▸ **Directions for this task**
Word for word, repeat the lines of the records from the first line up to and including the line that contains "target | dark suit jacket", passing over any pictures.

(Data entries)
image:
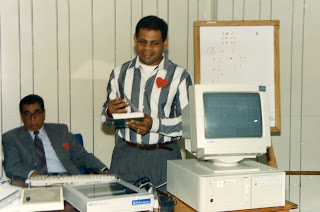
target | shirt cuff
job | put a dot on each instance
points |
(30, 173)
(155, 124)
(104, 169)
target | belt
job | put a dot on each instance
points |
(152, 146)
(58, 173)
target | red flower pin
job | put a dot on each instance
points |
(66, 146)
(161, 82)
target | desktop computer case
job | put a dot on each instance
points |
(198, 186)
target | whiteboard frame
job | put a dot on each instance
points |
(275, 130)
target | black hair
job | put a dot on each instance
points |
(153, 23)
(31, 99)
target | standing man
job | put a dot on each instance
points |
(42, 148)
(157, 87)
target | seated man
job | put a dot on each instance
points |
(43, 148)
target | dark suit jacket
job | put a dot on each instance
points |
(19, 151)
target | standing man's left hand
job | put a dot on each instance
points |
(141, 127)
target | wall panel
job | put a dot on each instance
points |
(103, 63)
(81, 87)
(177, 50)
(296, 97)
(124, 39)
(252, 10)
(225, 10)
(26, 47)
(10, 52)
(45, 55)
(239, 9)
(63, 37)
(281, 143)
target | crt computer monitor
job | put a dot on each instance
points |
(226, 122)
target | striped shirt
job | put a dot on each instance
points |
(163, 101)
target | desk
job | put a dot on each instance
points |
(182, 207)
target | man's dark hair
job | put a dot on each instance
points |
(31, 99)
(153, 23)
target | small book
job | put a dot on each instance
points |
(120, 119)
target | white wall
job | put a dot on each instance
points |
(64, 50)
(298, 147)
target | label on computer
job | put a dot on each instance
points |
(141, 201)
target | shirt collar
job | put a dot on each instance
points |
(40, 131)
(160, 66)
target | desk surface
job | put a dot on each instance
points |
(182, 207)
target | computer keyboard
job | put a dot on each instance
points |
(48, 180)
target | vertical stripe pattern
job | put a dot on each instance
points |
(163, 104)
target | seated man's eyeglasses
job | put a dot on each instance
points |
(35, 114)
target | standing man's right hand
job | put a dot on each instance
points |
(117, 106)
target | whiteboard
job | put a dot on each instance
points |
(239, 54)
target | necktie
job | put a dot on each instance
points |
(40, 155)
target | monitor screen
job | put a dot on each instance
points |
(232, 115)
(226, 121)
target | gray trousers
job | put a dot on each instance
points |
(130, 164)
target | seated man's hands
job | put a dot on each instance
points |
(141, 127)
(34, 174)
(117, 106)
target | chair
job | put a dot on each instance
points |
(79, 138)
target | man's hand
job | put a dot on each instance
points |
(141, 127)
(34, 174)
(117, 106)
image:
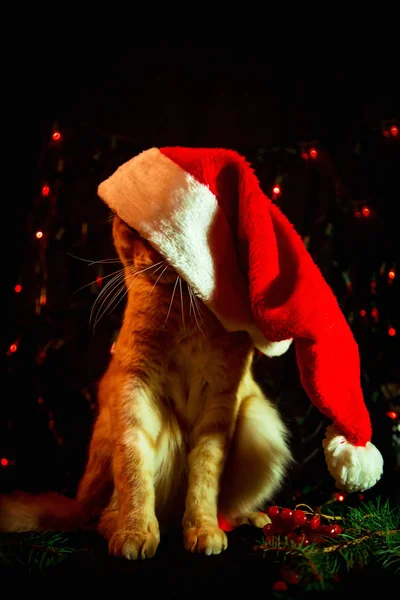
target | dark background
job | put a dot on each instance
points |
(255, 101)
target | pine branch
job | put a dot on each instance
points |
(370, 533)
(34, 550)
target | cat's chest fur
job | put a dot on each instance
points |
(188, 376)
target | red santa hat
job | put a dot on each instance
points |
(205, 213)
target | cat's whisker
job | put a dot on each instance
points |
(112, 292)
(96, 262)
(194, 305)
(183, 311)
(115, 295)
(172, 299)
(199, 311)
(158, 279)
(134, 272)
(95, 280)
(190, 298)
(105, 293)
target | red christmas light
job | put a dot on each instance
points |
(277, 190)
(366, 211)
(339, 497)
(392, 415)
(43, 299)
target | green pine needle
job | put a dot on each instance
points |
(370, 534)
(36, 551)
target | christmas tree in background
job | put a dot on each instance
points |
(342, 201)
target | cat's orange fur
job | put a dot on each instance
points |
(184, 434)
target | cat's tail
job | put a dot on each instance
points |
(20, 511)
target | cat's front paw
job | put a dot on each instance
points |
(134, 545)
(209, 539)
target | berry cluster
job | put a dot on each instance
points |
(296, 526)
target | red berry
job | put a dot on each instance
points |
(302, 540)
(279, 586)
(318, 540)
(273, 512)
(335, 530)
(289, 576)
(299, 518)
(268, 530)
(313, 523)
(286, 518)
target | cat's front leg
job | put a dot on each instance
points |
(136, 428)
(209, 447)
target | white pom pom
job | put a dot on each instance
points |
(354, 468)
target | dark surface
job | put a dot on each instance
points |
(173, 572)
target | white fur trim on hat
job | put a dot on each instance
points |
(182, 219)
(354, 468)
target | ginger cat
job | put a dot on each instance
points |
(184, 435)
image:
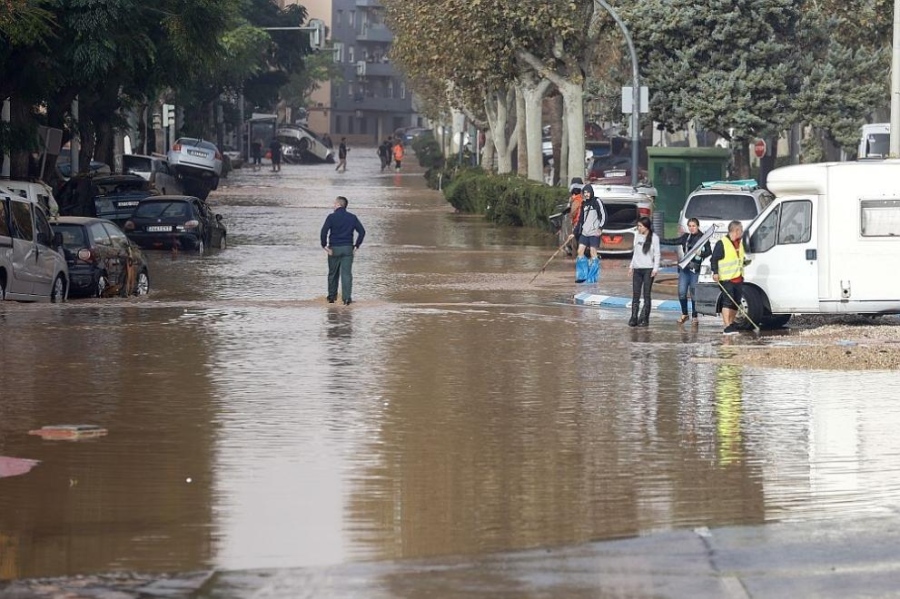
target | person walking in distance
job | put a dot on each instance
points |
(275, 149)
(643, 268)
(727, 264)
(342, 156)
(398, 155)
(337, 241)
(690, 274)
(256, 154)
(587, 232)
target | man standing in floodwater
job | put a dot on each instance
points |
(337, 241)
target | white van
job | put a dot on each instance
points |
(875, 141)
(31, 267)
(36, 192)
(827, 244)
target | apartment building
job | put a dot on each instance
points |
(372, 100)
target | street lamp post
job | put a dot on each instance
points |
(895, 85)
(635, 92)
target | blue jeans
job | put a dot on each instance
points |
(687, 281)
(340, 265)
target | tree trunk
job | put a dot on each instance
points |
(522, 161)
(572, 94)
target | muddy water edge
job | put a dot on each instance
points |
(452, 409)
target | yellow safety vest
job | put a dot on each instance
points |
(731, 266)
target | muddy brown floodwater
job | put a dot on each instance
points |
(453, 409)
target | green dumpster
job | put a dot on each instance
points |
(676, 172)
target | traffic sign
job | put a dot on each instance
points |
(759, 148)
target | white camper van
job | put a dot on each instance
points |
(827, 244)
(875, 141)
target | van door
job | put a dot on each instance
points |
(47, 257)
(784, 261)
(6, 247)
(25, 256)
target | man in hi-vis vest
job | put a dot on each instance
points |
(727, 263)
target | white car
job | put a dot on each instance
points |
(31, 265)
(720, 202)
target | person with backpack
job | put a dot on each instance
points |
(398, 155)
(587, 233)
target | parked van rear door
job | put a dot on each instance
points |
(784, 255)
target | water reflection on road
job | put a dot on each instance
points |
(452, 410)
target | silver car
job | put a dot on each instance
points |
(192, 157)
(31, 266)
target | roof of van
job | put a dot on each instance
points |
(813, 178)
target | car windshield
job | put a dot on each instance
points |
(162, 209)
(724, 206)
(74, 237)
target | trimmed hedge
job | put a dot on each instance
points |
(504, 199)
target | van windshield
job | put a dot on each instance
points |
(877, 145)
(725, 206)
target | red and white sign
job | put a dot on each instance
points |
(759, 148)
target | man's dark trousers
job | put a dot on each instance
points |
(340, 264)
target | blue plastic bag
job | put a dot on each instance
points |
(581, 269)
(593, 271)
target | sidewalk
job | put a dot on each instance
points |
(814, 559)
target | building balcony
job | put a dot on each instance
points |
(375, 33)
(365, 68)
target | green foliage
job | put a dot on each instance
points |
(504, 199)
(428, 151)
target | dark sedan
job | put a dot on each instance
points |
(182, 222)
(102, 261)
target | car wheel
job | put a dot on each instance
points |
(102, 285)
(58, 292)
(752, 304)
(142, 285)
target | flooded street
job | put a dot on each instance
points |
(452, 409)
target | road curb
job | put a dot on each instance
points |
(610, 301)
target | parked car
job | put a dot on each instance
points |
(156, 170)
(116, 196)
(183, 222)
(623, 205)
(101, 259)
(720, 202)
(31, 266)
(613, 169)
(196, 158)
(35, 191)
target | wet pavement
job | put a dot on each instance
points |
(454, 414)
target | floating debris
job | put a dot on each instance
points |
(69, 432)
(16, 466)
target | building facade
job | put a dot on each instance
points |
(371, 99)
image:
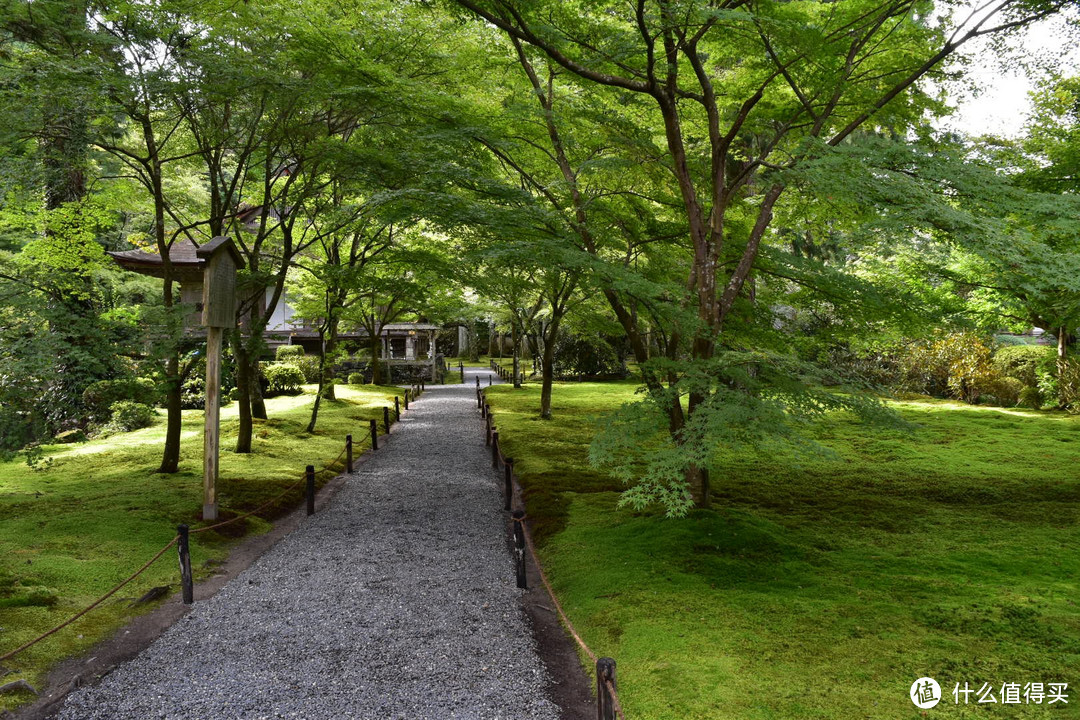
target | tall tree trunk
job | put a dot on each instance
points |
(322, 381)
(328, 347)
(171, 454)
(376, 364)
(258, 403)
(550, 334)
(473, 343)
(516, 339)
(244, 382)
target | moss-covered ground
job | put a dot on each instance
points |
(70, 532)
(821, 587)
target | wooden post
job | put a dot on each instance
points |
(520, 547)
(605, 674)
(220, 259)
(185, 553)
(311, 489)
(212, 428)
(510, 481)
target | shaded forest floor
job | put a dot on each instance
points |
(820, 586)
(69, 532)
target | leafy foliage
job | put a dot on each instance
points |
(282, 378)
(126, 416)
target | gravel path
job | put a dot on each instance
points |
(395, 601)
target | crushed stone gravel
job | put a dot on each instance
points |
(397, 600)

▸ **Result for this task**
image:
target | shirt cuff
job | put a dot on each instance
points |
(30, 173)
(155, 124)
(104, 169)
target | belt
job | put a dot on each instance
points |
(152, 146)
(58, 173)
target | red flower pin
job | put a dot on each instance
points |
(66, 146)
(161, 82)
target | desktop computer case
job | put a dot on each instance
points |
(198, 186)
target | whiteboard frame
job | put a dot on each instance
points |
(275, 130)
target | black hair
job | put a dot on each instance
points |
(153, 23)
(31, 99)
target | standing man
job | put a dot on each instance
points |
(42, 148)
(157, 87)
target | seated man
job | put a dot on each instance
points |
(43, 148)
target | dark suit jacket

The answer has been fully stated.